Dataset items:
▼
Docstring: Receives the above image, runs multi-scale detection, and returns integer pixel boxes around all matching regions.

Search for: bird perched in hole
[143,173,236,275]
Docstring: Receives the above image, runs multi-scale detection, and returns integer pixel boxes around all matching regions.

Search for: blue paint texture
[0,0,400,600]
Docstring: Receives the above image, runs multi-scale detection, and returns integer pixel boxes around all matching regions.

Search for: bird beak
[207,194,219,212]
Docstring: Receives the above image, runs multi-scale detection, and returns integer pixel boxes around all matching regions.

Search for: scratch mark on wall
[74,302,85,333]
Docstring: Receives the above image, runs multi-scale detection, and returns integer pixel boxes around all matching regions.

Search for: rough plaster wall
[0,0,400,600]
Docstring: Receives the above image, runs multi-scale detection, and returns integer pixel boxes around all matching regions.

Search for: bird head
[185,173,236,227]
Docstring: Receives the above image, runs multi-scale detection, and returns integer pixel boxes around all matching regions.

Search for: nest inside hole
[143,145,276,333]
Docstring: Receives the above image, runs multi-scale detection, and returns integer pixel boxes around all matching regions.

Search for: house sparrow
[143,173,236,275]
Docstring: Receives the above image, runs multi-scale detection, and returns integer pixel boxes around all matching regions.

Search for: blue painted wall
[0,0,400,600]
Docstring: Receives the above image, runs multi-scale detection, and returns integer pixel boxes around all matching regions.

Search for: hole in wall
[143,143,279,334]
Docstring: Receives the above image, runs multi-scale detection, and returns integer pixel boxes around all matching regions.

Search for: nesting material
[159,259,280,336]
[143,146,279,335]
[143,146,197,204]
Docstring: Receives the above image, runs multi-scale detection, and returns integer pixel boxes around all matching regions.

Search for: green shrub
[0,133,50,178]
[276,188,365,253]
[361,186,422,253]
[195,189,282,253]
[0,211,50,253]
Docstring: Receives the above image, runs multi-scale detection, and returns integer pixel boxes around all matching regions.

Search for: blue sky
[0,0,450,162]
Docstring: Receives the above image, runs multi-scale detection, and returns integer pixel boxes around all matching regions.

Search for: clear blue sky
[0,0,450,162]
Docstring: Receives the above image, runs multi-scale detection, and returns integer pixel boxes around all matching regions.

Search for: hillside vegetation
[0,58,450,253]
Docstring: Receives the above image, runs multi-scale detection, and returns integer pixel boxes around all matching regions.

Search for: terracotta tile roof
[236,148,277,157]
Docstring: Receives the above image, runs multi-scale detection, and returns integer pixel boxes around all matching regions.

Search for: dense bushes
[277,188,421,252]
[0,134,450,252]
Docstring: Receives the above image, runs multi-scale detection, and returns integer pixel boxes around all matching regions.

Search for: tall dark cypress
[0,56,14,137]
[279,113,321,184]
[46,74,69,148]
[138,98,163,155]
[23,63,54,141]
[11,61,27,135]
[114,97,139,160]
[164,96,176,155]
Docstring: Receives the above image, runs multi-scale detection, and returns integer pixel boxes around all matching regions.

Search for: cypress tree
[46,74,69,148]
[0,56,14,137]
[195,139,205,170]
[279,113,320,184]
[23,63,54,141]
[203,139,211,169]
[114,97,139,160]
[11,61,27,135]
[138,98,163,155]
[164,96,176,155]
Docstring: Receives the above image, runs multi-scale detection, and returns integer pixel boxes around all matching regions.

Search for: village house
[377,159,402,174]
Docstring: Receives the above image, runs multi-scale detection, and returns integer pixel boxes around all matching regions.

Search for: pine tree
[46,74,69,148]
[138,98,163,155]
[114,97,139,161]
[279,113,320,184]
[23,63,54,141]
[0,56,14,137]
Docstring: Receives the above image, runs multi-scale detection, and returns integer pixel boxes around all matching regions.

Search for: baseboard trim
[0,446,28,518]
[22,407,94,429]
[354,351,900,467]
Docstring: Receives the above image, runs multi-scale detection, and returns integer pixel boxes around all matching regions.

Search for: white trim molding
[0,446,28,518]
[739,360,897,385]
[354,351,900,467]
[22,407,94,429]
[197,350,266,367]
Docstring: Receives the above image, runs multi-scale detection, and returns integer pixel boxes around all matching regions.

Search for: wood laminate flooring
▲
(AIM OF THE TASK): Reproduce the listing above, substituting "single-scale detection" for every occurrence of "multi-scale detection" and leaving all other text unchanged.

(REPLY):
Docstring: Receives the above image, runs single-scale detection, and returns integer pixel boxes around all matching regions.

Search for: bird perched in hole
[143,173,236,275]
Docstring: Receives the above image, runs single-scale detection, and returns integer pixel boxes around all matching regions.

Search for: blue paint texture
[0,0,400,600]
Docstring: Receives the above image, runs single-scale detection, and returns integer pixel boxes around all matching regions.

Search for: bird beak
[207,194,219,212]
Docstring: Receives the above image, runs single-scale detection, and returns integer pixel boxes around all matching regions.

Search for: scratch mark on wall
[74,302,85,333]
Docstring: Receives the above image, runs single-scale detection, and returns integer pixel boxes around all matching regions.

Search for: rough plaster wall
[0,0,400,600]
Docstring: Receives the above image, runs single-scale detection, and returns integer pixel boxes around all matching regions.

Search for: bird head
[185,173,236,227]
Docstring: Receives the above image, runs single-scale detection, and returns integer pixel boxes around all matching regions.

Search for: nest inside hole
[143,145,276,333]
Docstring: Receives the above image, runs single-scale detection, and returns integer pixel boxes around all matching regions.

Search for: house sparrow
[143,173,236,275]
Docstring: Receives the above image, runs single-scale detection, and returns integer pixel boxes around all matching regions.

Search for: blue painted wall
[0,0,400,600]
Docstring: Receives the above image, runs single-scale detection, and returns integer pixel boxes around all matching regions.

Search for: hole in wall
[143,143,279,334]
Docstring: Receives the above image, runs single-scale detection, and returns integer pixel boxes around all matching regions.

Search for: nesting material
[159,259,280,336]
[143,146,279,335]
[143,146,197,204]
Docstring: Receives the above image, runs single-scale detection, and returns integer pixel boxes around all matching regions.

Search for: green shrub
[0,133,50,178]
[276,188,365,253]
[361,186,422,253]
[195,189,282,253]
[0,211,50,253]
Docstring: Receives the above image, runs single-scale detection, and returns integer pixel boxes around all matching regions.

Search for: blue sky
[0,0,450,162]
Docstring: Receives the above image, runs single-scale detection, and returns integer pixel boxes around all matching regions.

Search for: clear blue sky
[0,0,450,162]
Docstring: Receives the above image, runs single-scale detection, and returns integer pixel boxes around all matching regions.

Search for: hillside vegetation
[0,58,450,253]
Docstring: Receives the above image, runs single-scale detection, and returns integer pixel boxes around all matching regions.

Search for: terracotta tile roof
[236,148,277,157]
Docstring: Receives the above image, runs single-scale detection, and returns integer pixel boxes around all matching regions.

Search for: dense bushes
[277,188,421,252]
[0,134,450,252]
Docstring: Receives the above image, runs single-scale detection, and returns integer pixel boxes around all matching regions.

Search for: tall dark cypress
[0,56,14,137]
[279,113,321,184]
[46,74,69,148]
[138,98,163,155]
[23,63,54,141]
[11,61,27,135]
[114,97,139,160]
[164,96,176,155]
Docstring: Receives the above image, runs single-scale detection, and returns integer pixel boxes around all matching regions.

Search for: cypress tree
[46,74,69,148]
[0,56,14,137]
[195,139,205,170]
[279,113,320,184]
[23,63,54,141]
[203,139,211,169]
[114,97,139,160]
[11,61,27,135]
[138,98,163,155]
[164,96,176,155]
Docstring: Receives the above image, runs single-scale detection, and returns integer pixel boxes around all matching regions.

Search for: village house
[377,159,402,174]
Docstring: Receives the above image, runs single-scale detection, and returns integer pixel boxes around all matching regions.

Search for: pine tree
[46,74,69,148]
[138,98,163,155]
[114,97,139,161]
[279,113,320,184]
[23,63,54,141]
[0,56,14,137]
Docstring: Receives the above image, runs single-scale detection, and returns integer pixel boxes around all matching regions.

Search for: baseboard trim
[0,446,28,518]
[22,407,94,429]
[354,351,900,467]
Docstring: Receives the above image, runs single-scale detection, and returns integer pixel boxes around all matching regions.

Search for: white trim molding
[0,446,28,518]
[739,360,897,385]
[354,351,900,467]
[22,407,94,429]
[197,350,266,367]
Docstring: Receives the above image, runs single-scale detection, and returns integer pixel boxes around all matching regions.

Search for: wood laminate flooring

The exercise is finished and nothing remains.